Stated goal:
Your task is to extract the lines from the one holding "of the blue" through the end of the material. Set them down exactly and add nothing.

--

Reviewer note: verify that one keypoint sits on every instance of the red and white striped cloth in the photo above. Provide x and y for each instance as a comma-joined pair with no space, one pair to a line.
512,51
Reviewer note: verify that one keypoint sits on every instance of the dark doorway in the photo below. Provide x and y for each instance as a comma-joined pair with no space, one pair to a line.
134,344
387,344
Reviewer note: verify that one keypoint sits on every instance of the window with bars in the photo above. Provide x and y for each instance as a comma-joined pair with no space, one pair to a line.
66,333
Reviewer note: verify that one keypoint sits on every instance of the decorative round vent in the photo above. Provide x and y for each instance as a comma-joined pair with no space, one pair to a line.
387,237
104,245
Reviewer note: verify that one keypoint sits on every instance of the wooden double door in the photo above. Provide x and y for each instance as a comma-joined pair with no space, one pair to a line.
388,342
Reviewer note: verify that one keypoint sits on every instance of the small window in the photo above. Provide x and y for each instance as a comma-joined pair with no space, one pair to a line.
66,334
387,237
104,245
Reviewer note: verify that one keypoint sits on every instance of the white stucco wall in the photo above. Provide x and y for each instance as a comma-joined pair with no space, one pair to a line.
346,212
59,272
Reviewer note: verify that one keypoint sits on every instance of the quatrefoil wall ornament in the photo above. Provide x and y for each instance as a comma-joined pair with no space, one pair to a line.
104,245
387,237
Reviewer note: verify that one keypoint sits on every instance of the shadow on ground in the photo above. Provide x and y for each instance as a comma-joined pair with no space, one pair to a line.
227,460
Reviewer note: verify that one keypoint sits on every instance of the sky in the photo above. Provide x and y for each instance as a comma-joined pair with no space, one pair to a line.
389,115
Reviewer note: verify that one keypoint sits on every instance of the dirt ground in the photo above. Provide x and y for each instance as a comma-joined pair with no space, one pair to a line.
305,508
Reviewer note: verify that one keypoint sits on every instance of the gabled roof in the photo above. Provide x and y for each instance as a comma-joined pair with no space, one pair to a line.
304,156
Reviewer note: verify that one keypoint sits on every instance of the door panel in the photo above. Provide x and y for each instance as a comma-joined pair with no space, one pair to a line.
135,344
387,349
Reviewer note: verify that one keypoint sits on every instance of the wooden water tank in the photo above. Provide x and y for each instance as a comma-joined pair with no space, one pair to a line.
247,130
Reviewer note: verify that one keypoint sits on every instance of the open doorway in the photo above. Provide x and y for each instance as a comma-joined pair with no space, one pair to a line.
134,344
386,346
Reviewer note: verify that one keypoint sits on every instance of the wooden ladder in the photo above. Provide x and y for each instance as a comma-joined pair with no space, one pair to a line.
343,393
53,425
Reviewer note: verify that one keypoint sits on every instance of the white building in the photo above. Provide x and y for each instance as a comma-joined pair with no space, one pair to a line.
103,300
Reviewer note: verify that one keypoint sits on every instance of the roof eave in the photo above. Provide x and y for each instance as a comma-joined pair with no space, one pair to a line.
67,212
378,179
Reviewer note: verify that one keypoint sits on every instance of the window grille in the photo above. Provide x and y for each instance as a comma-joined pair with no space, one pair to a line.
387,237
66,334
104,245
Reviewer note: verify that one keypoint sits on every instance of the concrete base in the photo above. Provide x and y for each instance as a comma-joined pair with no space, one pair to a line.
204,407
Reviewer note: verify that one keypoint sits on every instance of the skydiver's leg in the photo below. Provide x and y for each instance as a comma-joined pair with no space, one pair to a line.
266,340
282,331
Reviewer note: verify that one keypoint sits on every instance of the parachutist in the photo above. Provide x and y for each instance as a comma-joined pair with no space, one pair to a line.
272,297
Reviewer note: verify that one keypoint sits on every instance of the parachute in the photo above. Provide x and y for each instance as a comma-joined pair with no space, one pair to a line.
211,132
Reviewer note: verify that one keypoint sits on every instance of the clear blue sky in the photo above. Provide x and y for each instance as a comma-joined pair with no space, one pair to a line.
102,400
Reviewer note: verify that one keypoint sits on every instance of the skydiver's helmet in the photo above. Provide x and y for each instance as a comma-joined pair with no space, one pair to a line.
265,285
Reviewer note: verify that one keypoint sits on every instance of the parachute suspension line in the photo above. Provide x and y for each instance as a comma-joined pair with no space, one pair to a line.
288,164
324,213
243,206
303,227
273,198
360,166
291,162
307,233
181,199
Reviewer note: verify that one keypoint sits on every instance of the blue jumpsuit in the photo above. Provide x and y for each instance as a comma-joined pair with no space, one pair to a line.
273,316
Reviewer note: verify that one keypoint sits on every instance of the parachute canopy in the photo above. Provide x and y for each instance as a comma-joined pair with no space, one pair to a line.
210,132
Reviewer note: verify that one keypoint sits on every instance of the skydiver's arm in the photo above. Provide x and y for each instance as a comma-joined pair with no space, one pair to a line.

--

Written response:
Reviewer note: verify that one keypoint sits on every instance of the blue jumpsuit in the photo above. Provide x and y for each instance as a comma-joined pair with no space, one pair to a line.
273,316
Reviewer note: verify that one keypoint sits on every instance of the parachute canopy in the photo above. Provide x and y for each instance as a comma-joined pair with no space, one pair to a line.
210,132
Reviewer note: verify that one keypoint sits on every instance of the skydiver's arm in the photo above. Provide x and y for each instance as a comma-joined pair with no space, one pair to a line.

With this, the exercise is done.